*What needs to be done*
Quote the whole listing exactly. Leave the pictures out of your copy.

*Records to use*

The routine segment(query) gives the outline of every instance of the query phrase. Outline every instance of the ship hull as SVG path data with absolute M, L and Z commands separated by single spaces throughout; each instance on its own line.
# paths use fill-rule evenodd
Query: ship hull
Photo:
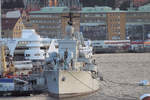
M 92 78 L 90 71 L 48 71 L 48 92 L 57 98 L 74 97 L 96 92 L 99 81 Z

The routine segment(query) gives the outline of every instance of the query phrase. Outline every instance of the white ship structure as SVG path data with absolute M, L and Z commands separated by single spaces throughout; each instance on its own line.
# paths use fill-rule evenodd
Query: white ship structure
M 65 39 L 58 40 L 58 52 L 51 52 L 46 59 L 44 75 L 49 94 L 64 98 L 97 91 L 97 65 L 80 51 L 80 33 L 74 33 L 71 24 L 66 27 L 66 32 Z

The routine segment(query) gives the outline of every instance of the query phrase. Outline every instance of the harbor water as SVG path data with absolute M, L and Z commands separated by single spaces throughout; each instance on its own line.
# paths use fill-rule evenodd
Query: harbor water
M 94 55 L 100 75 L 100 90 L 90 95 L 63 100 L 139 100 L 150 93 L 150 86 L 139 86 L 142 80 L 150 81 L 150 53 L 114 53 Z M 0 100 L 57 100 L 48 94 L 28 97 L 0 97 Z

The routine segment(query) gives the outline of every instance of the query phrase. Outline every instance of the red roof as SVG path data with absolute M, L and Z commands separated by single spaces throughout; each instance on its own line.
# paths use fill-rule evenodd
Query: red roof
M 2 18 L 2 30 L 12 30 L 19 18 Z

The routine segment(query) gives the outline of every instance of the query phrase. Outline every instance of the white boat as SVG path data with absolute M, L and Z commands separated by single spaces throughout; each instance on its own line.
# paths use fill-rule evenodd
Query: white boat
M 58 40 L 58 52 L 51 52 L 46 60 L 44 75 L 49 94 L 65 98 L 97 91 L 97 66 L 80 52 L 81 42 L 76 37 L 79 33 L 73 32 L 72 25 L 67 26 L 66 32 L 66 38 Z

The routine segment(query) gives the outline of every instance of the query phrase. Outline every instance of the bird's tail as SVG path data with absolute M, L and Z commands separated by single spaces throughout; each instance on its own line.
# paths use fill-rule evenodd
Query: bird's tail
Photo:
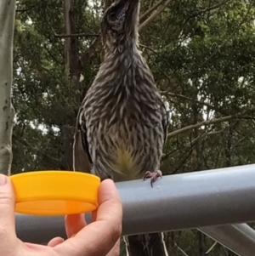
M 168 256 L 163 233 L 124 237 L 127 256 Z

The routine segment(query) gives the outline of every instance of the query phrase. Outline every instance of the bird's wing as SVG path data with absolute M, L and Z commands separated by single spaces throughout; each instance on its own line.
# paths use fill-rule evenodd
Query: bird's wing
M 73 169 L 89 173 L 91 169 L 92 159 L 89 154 L 87 140 L 87 128 L 85 122 L 80 123 L 81 115 L 83 115 L 83 108 L 81 107 L 77 115 L 76 130 L 74 135 L 73 143 Z M 84 115 L 83 115 L 84 116 Z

*Exercise response*
The routine segment(query) gives the outline of every instance of the query phrase. Outline every instance of the ship hull as SVG path data with absolute M, L and Z commands separated by single spaces throughout; each instance on its own line.
# paths use fill-rule evenodd
Query: ship hull
Photo:
M 92 78 L 90 71 L 48 71 L 48 92 L 57 98 L 74 97 L 96 92 L 99 81 Z

The routine segment(query) gives the outline of every instance of the query phrase. Outline every instance of the white ship structure as SVG path data with absolute M, L and Z commands separated by single spaces throughout; each instance on its own line.
# paths use fill-rule evenodd
Query: white ship structure
M 65 39 L 58 40 L 58 52 L 51 52 L 46 59 L 44 75 L 49 94 L 64 98 L 97 91 L 97 65 L 80 51 L 80 33 L 74 33 L 71 24 L 66 27 L 66 32 Z

The routine segment(query) gives the outline of every instance of the query phrase. Outline every instance of the harbor water as SVG path data with absolute M, L and Z commands separated by single spaces throughout; each instance on its own line.
# paths use fill-rule evenodd
Query: harbor water
M 94 55 L 100 75 L 100 90 L 90 95 L 63 100 L 139 100 L 150 93 L 150 86 L 139 86 L 142 80 L 150 81 L 150 53 L 114 53 Z M 0 100 L 57 100 L 48 94 L 28 97 L 0 97 Z

The routine segment(query) gives the outline of every instance of the query phrase. Outline every instance of the red roof as SVG path data with absolute M, L and Z commands separated by single spaces throughout; each instance on its own line.
# paths use fill-rule evenodd
Query: red roof
M 2 18 L 2 30 L 12 30 L 19 18 Z

The routine segment(query) gives the outline of every instance of the query phrase. Outline every instance of the white boat as SVG path data with absolute M, L and Z commands separated by single spaces throughout; each instance on its own line.
# paths use fill-rule evenodd
Query: white boat
M 58 40 L 58 52 L 51 52 L 46 60 L 44 75 L 49 94 L 65 98 L 97 91 L 97 66 L 80 52 L 81 42 L 76 37 L 79 33 L 73 32 L 72 25 L 67 26 L 66 32 L 66 38 Z

The routine segment(query) gives the outline of every instance of the query phrase. Outline every instance of the bird's tail as SVG path data with absolute M, L and Z commands separated by single spaces throughout; each instance on its own line.
# paths use fill-rule evenodd
Query: bird's tail
Photo:
M 168 256 L 163 233 L 124 237 L 127 256 Z

The routine segment(query) gives the outline of every instance of the query phrase. Outline every instance of the bird's wing as SVG path data with absolute M, L and Z commands separated by single spaces throughout; each instance on its own line.
# paths use fill-rule evenodd
Query: bird's wing
M 73 169 L 89 173 L 91 169 L 92 159 L 89 154 L 87 140 L 87 128 L 85 122 L 80 123 L 81 115 L 83 115 L 83 108 L 81 107 L 77 115 L 76 130 L 74 135 L 73 143 Z M 84 115 L 83 115 L 84 116 Z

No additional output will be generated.